All entries must be repeated exactly. No picture should appear in the result.

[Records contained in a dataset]
====================

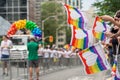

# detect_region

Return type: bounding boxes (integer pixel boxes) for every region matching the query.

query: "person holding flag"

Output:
[100,10,120,38]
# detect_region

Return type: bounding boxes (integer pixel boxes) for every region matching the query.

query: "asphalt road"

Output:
[0,65,111,80]
[40,66,111,80]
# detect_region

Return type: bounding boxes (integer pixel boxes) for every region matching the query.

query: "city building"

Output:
[0,0,41,26]
[65,0,82,9]
[0,0,27,23]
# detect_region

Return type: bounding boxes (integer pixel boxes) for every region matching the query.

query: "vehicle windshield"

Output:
[11,37,29,45]
[11,38,24,45]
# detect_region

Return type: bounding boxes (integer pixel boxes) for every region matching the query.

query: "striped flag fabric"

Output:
[92,16,107,41]
[63,3,85,29]
[78,43,110,74]
[112,56,120,80]
[70,25,89,49]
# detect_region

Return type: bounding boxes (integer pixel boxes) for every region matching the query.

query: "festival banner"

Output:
[79,43,110,74]
[92,16,107,41]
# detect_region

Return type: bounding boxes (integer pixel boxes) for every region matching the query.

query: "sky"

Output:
[82,0,96,11]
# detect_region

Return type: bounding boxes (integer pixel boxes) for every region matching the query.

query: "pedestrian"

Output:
[0,35,12,76]
[27,36,39,80]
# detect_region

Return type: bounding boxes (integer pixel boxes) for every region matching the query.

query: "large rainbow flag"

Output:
[70,25,89,49]
[63,4,85,29]
[79,43,110,74]
[92,16,107,41]
[63,3,89,49]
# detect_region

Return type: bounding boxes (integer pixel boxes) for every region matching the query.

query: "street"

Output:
[40,66,111,80]
[0,65,111,80]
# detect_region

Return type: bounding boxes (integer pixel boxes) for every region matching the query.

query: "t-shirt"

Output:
[1,40,12,55]
[27,41,39,60]
[38,47,44,56]
[43,48,50,58]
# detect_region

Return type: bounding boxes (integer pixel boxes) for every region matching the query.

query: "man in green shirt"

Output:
[27,37,39,80]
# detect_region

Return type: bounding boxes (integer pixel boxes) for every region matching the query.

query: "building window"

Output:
[8,14,12,20]
[69,0,71,4]
[58,38,64,42]
[14,8,18,12]
[20,0,27,6]
[58,33,63,36]
[8,8,12,12]
[20,8,27,12]
[13,0,18,6]
[0,8,6,12]
[77,0,79,6]
[14,13,19,21]
[0,14,6,19]
[73,1,75,6]
[8,0,12,6]
[0,0,6,7]
[20,13,27,19]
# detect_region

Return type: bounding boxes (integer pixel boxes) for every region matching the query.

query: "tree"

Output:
[93,0,120,16]
[41,1,67,45]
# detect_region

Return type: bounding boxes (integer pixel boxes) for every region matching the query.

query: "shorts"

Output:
[1,54,9,61]
[28,60,39,68]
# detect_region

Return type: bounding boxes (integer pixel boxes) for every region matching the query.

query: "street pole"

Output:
[42,16,56,48]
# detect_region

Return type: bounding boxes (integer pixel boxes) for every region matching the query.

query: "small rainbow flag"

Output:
[112,56,120,80]
[63,44,70,50]
[79,43,110,74]
[63,4,85,29]
[70,25,89,49]
[113,70,120,80]
[92,16,107,41]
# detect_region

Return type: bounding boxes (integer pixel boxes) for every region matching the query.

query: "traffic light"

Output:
[49,36,53,42]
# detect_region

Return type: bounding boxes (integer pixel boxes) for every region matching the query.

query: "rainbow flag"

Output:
[92,16,107,41]
[70,25,89,49]
[112,56,120,80]
[112,57,117,75]
[113,70,120,80]
[63,4,85,29]
[64,44,70,50]
[79,43,110,74]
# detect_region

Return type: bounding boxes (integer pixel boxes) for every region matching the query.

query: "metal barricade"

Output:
[0,50,82,80]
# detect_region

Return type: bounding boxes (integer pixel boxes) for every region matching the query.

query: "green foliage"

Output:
[93,0,120,16]
[41,1,66,44]
[0,37,2,43]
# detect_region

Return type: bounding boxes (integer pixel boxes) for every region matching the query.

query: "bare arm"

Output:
[100,15,120,28]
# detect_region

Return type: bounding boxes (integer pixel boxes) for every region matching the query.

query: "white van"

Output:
[10,35,34,59]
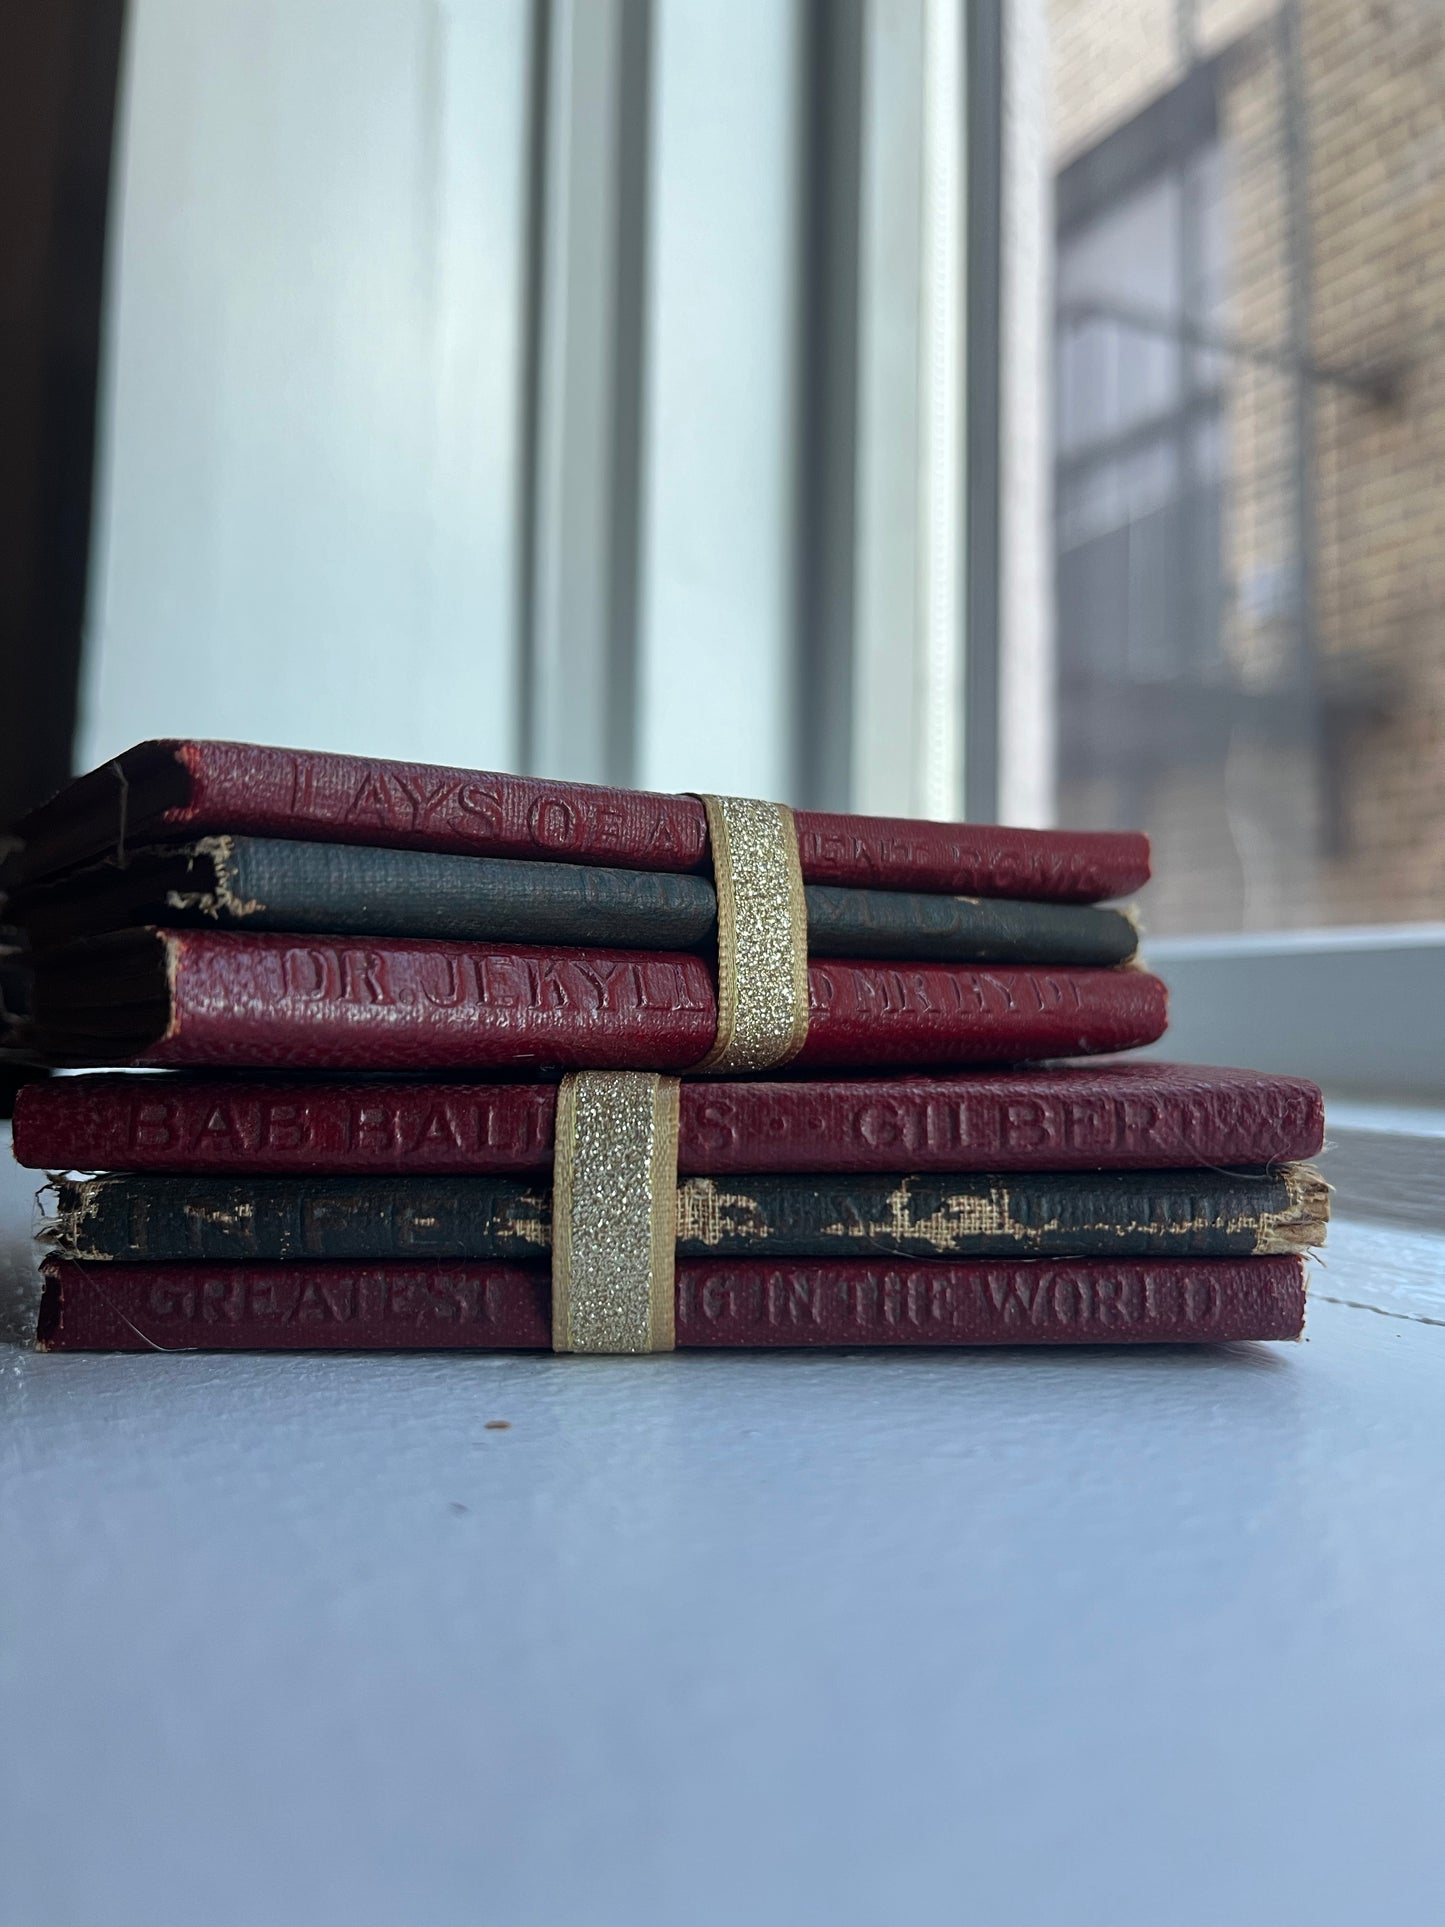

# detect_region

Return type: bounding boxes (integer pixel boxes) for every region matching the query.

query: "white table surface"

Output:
[4,1132,1444,1927]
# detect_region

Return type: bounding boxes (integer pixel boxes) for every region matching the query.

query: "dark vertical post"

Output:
[965,0,1004,823]
[793,0,864,812]
[0,0,128,829]
[515,0,552,780]
[518,0,654,788]
[605,0,654,788]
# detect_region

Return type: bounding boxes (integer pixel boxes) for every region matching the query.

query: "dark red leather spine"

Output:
[12,1062,1326,1176]
[37,1259,553,1350]
[106,742,1151,899]
[792,962,1165,1069]
[679,1063,1323,1171]
[36,1255,1305,1350]
[792,812,1149,900]
[176,741,712,872]
[142,931,718,1071]
[123,931,1165,1073]
[675,1254,1305,1345]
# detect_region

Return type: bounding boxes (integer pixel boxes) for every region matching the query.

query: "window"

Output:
[1049,1,1444,941]
[4,0,1441,1099]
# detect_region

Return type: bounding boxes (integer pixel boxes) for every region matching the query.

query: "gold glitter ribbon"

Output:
[551,1071,680,1353]
[689,794,810,1073]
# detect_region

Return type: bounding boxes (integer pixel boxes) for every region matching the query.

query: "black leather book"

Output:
[8,834,1139,966]
[47,1167,1326,1264]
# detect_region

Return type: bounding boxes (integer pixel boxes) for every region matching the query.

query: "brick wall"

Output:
[1053,0,1445,930]
[1307,0,1445,924]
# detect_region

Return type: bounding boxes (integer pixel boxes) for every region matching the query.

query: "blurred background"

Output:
[3,0,1442,941]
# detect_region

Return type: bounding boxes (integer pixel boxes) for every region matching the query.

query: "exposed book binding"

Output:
[44,1166,1329,1265]
[36,1253,1308,1350]
[11,1062,1326,1175]
[6,740,1151,901]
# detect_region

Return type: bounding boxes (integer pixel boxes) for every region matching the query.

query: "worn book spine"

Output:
[35,1253,1307,1350]
[11,835,1141,965]
[13,841,718,955]
[10,1064,1328,1176]
[11,738,1151,900]
[46,1168,1328,1264]
[31,929,1168,1072]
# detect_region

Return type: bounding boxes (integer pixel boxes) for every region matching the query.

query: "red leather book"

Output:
[8,739,1150,901]
[12,1061,1325,1175]
[23,928,1167,1072]
[35,1253,1306,1350]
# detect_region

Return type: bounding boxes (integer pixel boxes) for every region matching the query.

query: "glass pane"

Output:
[1049,0,1442,932]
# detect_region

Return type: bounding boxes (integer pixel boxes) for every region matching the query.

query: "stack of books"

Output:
[2,739,1326,1352]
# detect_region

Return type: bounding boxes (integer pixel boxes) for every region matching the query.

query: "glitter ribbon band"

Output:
[551,1071,680,1354]
[689,794,810,1074]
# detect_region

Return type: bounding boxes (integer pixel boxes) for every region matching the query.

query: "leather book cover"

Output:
[7,739,1150,901]
[35,1252,1307,1350]
[20,928,1168,1072]
[47,1166,1328,1264]
[11,1061,1327,1176]
[10,833,1140,967]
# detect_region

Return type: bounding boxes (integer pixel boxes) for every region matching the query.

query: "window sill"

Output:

====================

Output of the task:
# detect_region

Return type: bounding boxes (integer pixel boxes) for every region matching the query.

query: "person holding flag"

Output:
[100,10,120,38]
# detect_region

Return type: bounding boxes (integer pixel boxes) for every region matching the query.

query: "asphalt road"

Output:
[0,65,111,80]
[40,66,111,80]
# detect_region

Return type: bounding boxes (integer pixel boxes) for every region matching the query.

query: "city building"

Output:
[0,0,41,26]
[65,0,82,9]
[0,0,27,23]
# detect_region

Return type: bounding boxes (integer pixel boxes) for every region matching the query.

query: "vehicle windshield"

Output:
[11,37,29,45]
[11,38,24,45]
# detect_region

Return type: bounding boxes (integer pixel boxes) for every region matching the query.

query: "striped flag fabric"

Output:
[92,16,107,41]
[63,3,85,29]
[78,43,110,74]
[112,56,120,80]
[70,25,89,49]
# detect_region

Return type: bounding boxes (integer pixel boxes) for every region matching the query.

query: "festival banner"

Output:
[79,43,110,74]
[92,16,107,41]
# detect_region

Return type: bounding boxes (integer pixel boxes) for every region matching the query.

query: "sky"

Output:
[82,0,96,11]
# detect_region

Return type: bounding boxes (integer pixel boxes) for every region matching the query.

query: "pedestrian"

Output:
[0,35,12,76]
[27,36,39,80]
# detect_region

Return type: bounding boxes (integer pixel boxes) for every region matching the query.

query: "large rainbow flag"

Output:
[70,25,89,49]
[63,4,85,29]
[79,43,110,74]
[92,16,107,41]
[63,3,89,49]
# detect_region

Return type: bounding boxes (integer pixel boxes) for every region matching the query.

query: "street"

Output:
[40,66,111,80]
[0,65,111,80]
# detect_region

Return type: bounding boxes (integer pixel boxes) for every region matching the query.

query: "t-shirt"

Output:
[1,40,12,55]
[27,41,39,60]
[38,47,44,56]
[43,48,50,58]
# detect_region

Return type: bounding boxes (integer pixel boxes) for every region matching the query.

query: "man in green shirt"

Output:
[27,37,39,80]
# detect_region

Return type: bounding boxes (integer pixel boxes) for every region matching the query.

query: "building window"

Output:
[8,14,12,20]
[69,0,71,4]
[58,38,64,42]
[14,8,18,12]
[20,0,27,6]
[58,33,63,36]
[8,8,12,12]
[20,8,27,12]
[13,0,18,6]
[0,8,6,12]
[77,0,79,6]
[14,13,19,21]
[0,14,6,19]
[73,1,75,6]
[8,0,12,6]
[0,0,6,7]
[20,13,27,19]
# detect_region

Return type: bounding boxes (integer pixel boxes) for every region matching the query.

query: "tree"

Output:
[93,0,120,16]
[41,1,67,45]
# detect_region

Return type: bounding boxes (integer pixel boxes) for every region matching the query.

query: "shorts"

Output:
[1,54,9,61]
[28,60,39,68]
# detect_region

Return type: bounding boxes (integer pixel boxes) for every region matching the query.

query: "street pole"

Output:
[42,16,56,48]
# detect_region

Return type: bounding boxes (integer pixel boxes) for every region matching the query.

query: "small rainbow flag"

Output:
[112,56,120,80]
[63,44,70,50]
[79,43,110,74]
[63,4,85,29]
[70,25,89,49]
[113,70,120,80]
[92,16,107,41]
# detect_region

Return type: bounding boxes (integer pixel boxes) for every region matching the query.

query: "traffic light"

Output:
[49,36,53,42]
# detect_region

Return type: bounding boxes (integer pixel boxes) for every region matching the query.

query: "rainbow flag"

Output:
[92,16,107,41]
[70,25,89,49]
[112,56,120,80]
[112,57,117,75]
[113,70,120,80]
[63,4,85,29]
[64,44,70,50]
[79,43,110,74]
# detect_region

Return type: bounding boxes (integer pixel boxes) for every region matching the query.

query: "metal barricade"

Output:
[0,50,82,80]
# detect_region

Return type: bounding boxes (integer pixel boxes) for every region matching the query.

query: "green foliage"

Output:
[93,0,120,16]
[41,1,66,44]
[0,37,2,43]
# detect_region

Return type: bounding boxes (integer pixel boxes) for every region matching the query.

query: "bare arm"

Output:
[100,15,120,28]
# detect_region

Return type: bounding boxes (integer pixel boxes) for every region matching the query.

query: "white van"

Output:
[10,35,34,59]

# detect_region

Return type: bounding boxes (integer pixel boxes) for every region matching the query.

query: "white table surface"

Output:
[4,1132,1444,1927]
# detect_region

Return type: bounding boxes (integer pixel boxes) for every region matching the query.

query: "dark vertical post"

Output:
[965,0,1004,823]
[793,0,864,812]
[0,0,128,829]
[515,0,552,780]
[518,0,654,788]
[605,0,654,788]
# detect_region

Return type: bounding boxes (integer pixel boxes) for every region matching the query.

query: "dark red leather spine"

Output:
[12,1062,1326,1176]
[37,1259,553,1350]
[106,742,1151,899]
[792,962,1165,1069]
[679,1063,1323,1171]
[36,1255,1305,1350]
[792,812,1149,900]
[176,741,712,872]
[142,931,718,1071]
[123,931,1165,1073]
[675,1254,1305,1345]
# detect_region

Return type: bounding boxes (integer pixel boxes) for every region matching the query.

query: "window"

Output:
[1049,1,1444,941]
[4,0,1441,1099]
# detect_region

Return type: bounding boxes (integer pixel boxes) for every region matching the query.

query: "gold glitter ribbon"

Output:
[551,1071,680,1353]
[689,794,810,1073]
# detect_region

Return type: bounding boxes (integer pixel boxes) for every region matching the query.

query: "black leather book"

Output:
[8,834,1139,966]
[47,1167,1326,1264]
# detect_region

Return type: bounding boxes (integer pixel boxes) for every region matching the query.

query: "brick wall"

Output:
[1053,0,1445,930]
[1307,0,1445,924]
# detect_region

Return type: bounding boxes (integer pixel boxes) for every region matching the query.

query: "blurred background"

Output:
[3,0,1442,941]
# detect_region

Return type: bounding boxes (integer pixel boxes) for every region matching the query.

query: "exposed book binding"

Output:
[44,1166,1329,1265]
[36,1253,1308,1350]
[11,1062,1326,1175]
[6,740,1151,901]
# detect_region

Return type: bounding boxes (integer pixel boxes) for every region matching the query.

query: "worn book spine"

Output:
[35,1253,1307,1350]
[11,835,1141,965]
[13,841,718,955]
[10,1064,1328,1176]
[11,738,1151,900]
[46,1168,1328,1264]
[31,929,1168,1072]
# detect_region

Return type: bounding boxes (integer pixel boxes) for every region matching the query.

query: "red leather book"

Output:
[8,739,1150,901]
[12,1061,1325,1175]
[23,928,1167,1072]
[35,1253,1306,1350]
# detect_region

Return type: bounding boxes (integer pixel boxes) for every region matching the query.

query: "glass pane"

Output:
[1049,0,1442,932]
# detect_region

Return type: bounding boxes (integer pixel boxes) for every region matching the query.

query: "stack of books"

Output:
[2,739,1326,1352]
# detect_region

Return type: bounding boxes (integer pixel boxes) for every region matching the query.

query: "glitter ribbon band"

Output:
[551,1071,680,1354]
[689,794,810,1074]
# detect_region

Return type: bounding boxes (integer pixel boxes) for every region matching the query.

query: "leather book cover"

Output:
[7,739,1150,901]
[35,1252,1307,1350]
[20,928,1168,1072]
[47,1166,1328,1264]
[11,1061,1327,1176]
[10,833,1140,967]
# detect_region

Return type: bounding boxes (integer pixel boxes) for every region matching the query.

query: "window sill"

Output:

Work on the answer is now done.